_REQUIRED WORK_
Reproduce the data below verbatim from the line containing "If you could tag the concrete" through its final line, and produce nothing more.
□ □ □ □ □ □ □
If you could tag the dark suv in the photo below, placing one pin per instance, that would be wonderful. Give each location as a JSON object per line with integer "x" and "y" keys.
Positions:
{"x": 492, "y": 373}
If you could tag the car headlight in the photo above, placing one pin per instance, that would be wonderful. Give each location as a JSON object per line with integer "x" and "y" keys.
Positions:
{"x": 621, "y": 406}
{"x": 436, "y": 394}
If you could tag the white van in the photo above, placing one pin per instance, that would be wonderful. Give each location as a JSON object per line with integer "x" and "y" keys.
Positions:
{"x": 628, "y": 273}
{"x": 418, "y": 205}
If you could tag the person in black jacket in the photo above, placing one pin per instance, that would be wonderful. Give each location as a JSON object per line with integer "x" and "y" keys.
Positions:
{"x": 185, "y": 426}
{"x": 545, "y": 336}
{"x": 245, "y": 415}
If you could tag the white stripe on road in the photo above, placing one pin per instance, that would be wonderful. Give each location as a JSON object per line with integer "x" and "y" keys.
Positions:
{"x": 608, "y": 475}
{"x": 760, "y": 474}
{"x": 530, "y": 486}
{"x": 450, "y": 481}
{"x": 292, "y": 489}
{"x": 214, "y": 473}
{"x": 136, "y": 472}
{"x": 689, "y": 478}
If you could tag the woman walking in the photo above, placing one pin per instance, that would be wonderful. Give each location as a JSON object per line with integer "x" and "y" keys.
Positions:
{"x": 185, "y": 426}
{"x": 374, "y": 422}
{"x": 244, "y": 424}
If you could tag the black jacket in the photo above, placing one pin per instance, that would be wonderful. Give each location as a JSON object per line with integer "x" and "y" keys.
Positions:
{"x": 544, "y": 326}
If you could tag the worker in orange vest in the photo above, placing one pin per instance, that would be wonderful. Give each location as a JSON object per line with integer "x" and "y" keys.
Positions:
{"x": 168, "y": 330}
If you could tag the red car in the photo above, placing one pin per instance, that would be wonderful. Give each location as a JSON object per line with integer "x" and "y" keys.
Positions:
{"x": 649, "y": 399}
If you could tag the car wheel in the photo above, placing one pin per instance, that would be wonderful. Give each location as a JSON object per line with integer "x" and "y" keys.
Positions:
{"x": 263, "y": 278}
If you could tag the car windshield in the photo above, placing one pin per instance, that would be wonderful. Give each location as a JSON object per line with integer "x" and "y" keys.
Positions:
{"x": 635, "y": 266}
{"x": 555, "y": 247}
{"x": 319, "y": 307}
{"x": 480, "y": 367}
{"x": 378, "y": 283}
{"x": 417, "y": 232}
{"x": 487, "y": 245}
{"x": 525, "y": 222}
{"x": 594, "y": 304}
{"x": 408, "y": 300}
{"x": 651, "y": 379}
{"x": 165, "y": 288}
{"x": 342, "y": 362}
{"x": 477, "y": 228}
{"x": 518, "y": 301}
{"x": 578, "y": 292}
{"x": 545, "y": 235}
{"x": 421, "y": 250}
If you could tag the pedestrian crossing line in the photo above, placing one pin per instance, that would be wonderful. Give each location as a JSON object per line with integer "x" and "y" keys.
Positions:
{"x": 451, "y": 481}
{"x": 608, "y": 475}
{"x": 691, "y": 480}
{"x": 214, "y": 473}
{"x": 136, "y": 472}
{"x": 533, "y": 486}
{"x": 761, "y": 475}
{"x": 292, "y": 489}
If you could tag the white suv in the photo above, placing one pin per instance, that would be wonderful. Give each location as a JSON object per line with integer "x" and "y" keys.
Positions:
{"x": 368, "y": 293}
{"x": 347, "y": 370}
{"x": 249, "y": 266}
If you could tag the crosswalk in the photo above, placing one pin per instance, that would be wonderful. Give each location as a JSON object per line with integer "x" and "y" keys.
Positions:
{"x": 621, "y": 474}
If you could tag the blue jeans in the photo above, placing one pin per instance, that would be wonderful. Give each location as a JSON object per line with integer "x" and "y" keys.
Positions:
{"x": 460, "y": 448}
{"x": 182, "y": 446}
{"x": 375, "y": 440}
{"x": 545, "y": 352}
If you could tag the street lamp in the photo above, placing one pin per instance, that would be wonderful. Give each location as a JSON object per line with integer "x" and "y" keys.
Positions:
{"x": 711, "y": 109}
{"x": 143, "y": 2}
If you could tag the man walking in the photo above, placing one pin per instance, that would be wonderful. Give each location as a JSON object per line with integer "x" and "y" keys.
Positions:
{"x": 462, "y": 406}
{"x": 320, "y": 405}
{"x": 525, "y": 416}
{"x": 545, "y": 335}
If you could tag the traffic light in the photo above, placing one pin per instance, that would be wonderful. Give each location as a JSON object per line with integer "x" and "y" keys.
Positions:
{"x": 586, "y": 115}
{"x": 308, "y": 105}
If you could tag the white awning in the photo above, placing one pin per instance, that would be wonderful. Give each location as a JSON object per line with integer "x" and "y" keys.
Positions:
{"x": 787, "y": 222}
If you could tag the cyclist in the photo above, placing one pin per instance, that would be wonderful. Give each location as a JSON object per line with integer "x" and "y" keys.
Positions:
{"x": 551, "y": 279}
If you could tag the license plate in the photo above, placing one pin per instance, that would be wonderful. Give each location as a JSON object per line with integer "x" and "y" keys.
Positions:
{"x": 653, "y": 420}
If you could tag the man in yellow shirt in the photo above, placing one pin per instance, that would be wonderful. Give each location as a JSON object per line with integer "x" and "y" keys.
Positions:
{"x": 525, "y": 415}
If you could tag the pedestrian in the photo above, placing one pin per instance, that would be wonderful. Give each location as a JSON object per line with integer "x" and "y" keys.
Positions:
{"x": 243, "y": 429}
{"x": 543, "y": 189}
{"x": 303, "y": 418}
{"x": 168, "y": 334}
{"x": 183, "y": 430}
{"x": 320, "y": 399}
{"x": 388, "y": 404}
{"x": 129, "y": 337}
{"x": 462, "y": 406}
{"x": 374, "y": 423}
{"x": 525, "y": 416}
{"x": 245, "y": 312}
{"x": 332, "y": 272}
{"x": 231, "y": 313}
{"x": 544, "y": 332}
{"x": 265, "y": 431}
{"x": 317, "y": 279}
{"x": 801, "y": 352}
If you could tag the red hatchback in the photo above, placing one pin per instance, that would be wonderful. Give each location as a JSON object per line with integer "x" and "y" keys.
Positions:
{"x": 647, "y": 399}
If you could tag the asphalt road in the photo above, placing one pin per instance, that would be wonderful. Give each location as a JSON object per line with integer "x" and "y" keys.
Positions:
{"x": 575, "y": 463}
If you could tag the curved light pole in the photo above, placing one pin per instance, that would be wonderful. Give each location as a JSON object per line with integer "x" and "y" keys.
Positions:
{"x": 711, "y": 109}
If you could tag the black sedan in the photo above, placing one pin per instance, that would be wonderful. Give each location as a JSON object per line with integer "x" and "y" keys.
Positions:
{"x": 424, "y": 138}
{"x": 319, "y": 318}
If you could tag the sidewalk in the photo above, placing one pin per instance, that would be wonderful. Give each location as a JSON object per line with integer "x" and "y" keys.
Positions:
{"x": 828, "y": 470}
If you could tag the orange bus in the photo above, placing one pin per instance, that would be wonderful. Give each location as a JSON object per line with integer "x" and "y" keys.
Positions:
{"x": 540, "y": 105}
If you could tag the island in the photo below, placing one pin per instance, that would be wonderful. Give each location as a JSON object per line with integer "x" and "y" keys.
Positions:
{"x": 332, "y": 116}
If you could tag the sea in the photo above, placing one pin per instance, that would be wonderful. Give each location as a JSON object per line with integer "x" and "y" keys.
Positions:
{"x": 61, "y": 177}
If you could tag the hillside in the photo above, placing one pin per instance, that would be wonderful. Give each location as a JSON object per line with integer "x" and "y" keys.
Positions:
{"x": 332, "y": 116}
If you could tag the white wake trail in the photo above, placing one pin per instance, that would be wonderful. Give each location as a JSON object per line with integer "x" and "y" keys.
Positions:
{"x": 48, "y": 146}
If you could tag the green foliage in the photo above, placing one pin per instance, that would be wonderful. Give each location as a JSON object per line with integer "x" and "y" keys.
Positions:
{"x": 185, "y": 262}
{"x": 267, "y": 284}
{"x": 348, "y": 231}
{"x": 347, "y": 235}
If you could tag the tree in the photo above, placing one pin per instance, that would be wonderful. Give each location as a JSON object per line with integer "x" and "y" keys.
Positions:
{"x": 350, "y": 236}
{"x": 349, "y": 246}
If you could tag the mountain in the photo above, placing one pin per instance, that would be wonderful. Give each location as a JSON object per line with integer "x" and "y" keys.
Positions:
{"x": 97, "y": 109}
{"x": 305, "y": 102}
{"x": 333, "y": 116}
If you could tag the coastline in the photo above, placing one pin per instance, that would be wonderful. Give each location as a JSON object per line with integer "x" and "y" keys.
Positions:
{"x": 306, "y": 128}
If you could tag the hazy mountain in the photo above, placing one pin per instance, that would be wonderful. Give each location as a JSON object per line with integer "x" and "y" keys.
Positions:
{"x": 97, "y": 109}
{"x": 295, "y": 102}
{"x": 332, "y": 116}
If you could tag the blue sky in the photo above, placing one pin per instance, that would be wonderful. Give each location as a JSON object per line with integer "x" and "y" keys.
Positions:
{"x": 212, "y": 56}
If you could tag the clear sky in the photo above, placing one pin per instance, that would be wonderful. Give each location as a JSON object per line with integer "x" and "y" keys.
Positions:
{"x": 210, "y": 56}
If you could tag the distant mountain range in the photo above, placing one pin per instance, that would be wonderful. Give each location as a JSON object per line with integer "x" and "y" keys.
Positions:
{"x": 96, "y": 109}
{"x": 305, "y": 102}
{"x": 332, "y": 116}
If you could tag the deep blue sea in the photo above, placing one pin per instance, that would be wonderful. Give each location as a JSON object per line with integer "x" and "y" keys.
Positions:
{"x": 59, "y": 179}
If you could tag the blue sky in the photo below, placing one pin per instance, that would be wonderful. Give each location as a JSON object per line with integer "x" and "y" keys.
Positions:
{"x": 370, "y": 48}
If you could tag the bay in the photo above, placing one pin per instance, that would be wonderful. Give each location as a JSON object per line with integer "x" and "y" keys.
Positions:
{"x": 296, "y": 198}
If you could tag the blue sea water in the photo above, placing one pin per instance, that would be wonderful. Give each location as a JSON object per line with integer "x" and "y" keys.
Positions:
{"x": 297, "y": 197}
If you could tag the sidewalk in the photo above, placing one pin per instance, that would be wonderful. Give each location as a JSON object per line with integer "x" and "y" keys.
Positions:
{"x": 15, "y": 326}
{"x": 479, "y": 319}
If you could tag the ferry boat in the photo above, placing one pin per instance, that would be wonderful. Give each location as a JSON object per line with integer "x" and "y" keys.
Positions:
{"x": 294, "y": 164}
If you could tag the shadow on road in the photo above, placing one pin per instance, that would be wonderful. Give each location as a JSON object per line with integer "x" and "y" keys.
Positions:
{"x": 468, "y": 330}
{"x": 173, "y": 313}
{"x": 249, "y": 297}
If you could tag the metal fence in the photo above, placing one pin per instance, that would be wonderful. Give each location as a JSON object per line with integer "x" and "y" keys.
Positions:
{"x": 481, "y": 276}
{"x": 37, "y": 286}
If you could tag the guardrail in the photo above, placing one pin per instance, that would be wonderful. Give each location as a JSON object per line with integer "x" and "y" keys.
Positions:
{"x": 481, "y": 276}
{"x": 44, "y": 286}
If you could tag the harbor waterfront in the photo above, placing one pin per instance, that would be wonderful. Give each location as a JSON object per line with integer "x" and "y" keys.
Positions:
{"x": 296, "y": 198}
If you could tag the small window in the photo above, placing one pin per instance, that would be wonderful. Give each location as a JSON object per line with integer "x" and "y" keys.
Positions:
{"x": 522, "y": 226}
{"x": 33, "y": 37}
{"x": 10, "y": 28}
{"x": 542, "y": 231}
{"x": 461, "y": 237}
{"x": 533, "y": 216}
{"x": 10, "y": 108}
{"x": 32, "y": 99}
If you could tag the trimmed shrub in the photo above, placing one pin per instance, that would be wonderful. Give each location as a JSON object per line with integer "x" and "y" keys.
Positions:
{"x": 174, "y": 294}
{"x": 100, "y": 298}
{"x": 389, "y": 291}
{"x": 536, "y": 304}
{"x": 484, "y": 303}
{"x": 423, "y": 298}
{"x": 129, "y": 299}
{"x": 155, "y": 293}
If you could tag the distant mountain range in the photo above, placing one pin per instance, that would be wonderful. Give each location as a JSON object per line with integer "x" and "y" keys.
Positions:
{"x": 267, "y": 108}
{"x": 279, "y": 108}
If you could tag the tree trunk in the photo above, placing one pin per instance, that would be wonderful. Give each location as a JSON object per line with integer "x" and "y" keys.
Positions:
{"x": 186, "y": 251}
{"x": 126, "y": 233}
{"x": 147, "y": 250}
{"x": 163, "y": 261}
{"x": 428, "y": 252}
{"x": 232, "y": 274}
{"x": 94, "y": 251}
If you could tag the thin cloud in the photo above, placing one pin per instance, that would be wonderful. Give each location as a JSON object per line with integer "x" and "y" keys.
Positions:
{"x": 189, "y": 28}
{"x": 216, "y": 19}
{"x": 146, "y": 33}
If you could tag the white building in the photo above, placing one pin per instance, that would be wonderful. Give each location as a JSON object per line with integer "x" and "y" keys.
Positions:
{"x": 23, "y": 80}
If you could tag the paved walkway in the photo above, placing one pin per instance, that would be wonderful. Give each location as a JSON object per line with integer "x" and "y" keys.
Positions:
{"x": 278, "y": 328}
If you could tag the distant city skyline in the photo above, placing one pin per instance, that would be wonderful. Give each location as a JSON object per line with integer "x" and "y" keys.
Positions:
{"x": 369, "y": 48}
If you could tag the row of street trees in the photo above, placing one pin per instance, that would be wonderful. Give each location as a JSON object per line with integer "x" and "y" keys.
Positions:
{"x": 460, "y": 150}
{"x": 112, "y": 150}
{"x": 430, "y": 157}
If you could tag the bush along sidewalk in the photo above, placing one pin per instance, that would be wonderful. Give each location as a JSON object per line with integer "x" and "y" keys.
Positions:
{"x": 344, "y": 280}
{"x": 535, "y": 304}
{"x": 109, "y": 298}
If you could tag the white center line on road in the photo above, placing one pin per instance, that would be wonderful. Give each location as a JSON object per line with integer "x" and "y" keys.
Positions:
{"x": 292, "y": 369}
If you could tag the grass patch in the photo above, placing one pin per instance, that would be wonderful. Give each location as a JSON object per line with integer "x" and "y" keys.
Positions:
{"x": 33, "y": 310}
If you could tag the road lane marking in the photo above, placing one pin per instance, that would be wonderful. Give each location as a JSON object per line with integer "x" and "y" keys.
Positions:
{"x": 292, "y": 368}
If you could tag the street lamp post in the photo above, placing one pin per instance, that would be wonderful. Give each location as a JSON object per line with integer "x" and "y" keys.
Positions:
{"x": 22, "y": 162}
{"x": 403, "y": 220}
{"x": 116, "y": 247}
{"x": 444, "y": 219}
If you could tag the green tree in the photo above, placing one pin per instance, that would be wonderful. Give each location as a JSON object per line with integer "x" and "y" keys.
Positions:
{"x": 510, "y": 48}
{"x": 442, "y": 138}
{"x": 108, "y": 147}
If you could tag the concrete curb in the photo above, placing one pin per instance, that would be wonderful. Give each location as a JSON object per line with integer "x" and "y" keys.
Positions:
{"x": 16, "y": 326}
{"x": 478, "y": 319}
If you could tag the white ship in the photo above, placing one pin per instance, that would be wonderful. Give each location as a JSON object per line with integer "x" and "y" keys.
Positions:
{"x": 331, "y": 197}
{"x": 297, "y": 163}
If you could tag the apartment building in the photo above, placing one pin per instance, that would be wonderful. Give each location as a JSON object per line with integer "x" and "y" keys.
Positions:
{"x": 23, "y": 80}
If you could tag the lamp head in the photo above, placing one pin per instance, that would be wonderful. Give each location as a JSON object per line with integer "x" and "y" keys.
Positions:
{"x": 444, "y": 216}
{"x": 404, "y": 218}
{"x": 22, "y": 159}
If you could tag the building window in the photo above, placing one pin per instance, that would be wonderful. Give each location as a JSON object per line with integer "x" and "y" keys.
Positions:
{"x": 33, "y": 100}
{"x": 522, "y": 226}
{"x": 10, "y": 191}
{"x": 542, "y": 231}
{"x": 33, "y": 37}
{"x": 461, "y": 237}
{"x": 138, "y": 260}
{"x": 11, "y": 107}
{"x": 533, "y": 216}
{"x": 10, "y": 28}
□ □ □ □ □ □ □
_RESULT FOR THIS EXERCISE_
If you could tag the concrete curb in the photo above, placing one pin per instance, that would be wonderful. Give each location as a JSON object per line with integer "x" and "y" keys.
Positions:
{"x": 16, "y": 326}
{"x": 478, "y": 319}
If you could tag the white ship in the photo above, placing one pin per instance, that would be wonderful. Give each location as a JSON object per line with integer "x" and "y" keys.
Positions:
{"x": 331, "y": 197}
{"x": 297, "y": 163}
If you could tag the apartment building in the photo above, placing one pin per instance, that would be wonderful. Give each location as a JSON object per line with integer "x" and "y" keys.
Positions:
{"x": 23, "y": 80}
If you could tag the lamp head in the photo above, placing one pin per instance, that would be wonderful. Give each location as a JSON object per line with integer "x" and "y" keys.
Positions:
{"x": 444, "y": 216}
{"x": 404, "y": 218}
{"x": 22, "y": 159}
If you could tag the building window in the photo above, placing one pin per instance, that would be wonderful. Give each location as a JSON object per line with integer "x" and "y" keys.
Positions:
{"x": 33, "y": 100}
{"x": 522, "y": 226}
{"x": 10, "y": 191}
{"x": 542, "y": 231}
{"x": 33, "y": 37}
{"x": 461, "y": 237}
{"x": 138, "y": 260}
{"x": 11, "y": 107}
{"x": 533, "y": 216}
{"x": 10, "y": 28}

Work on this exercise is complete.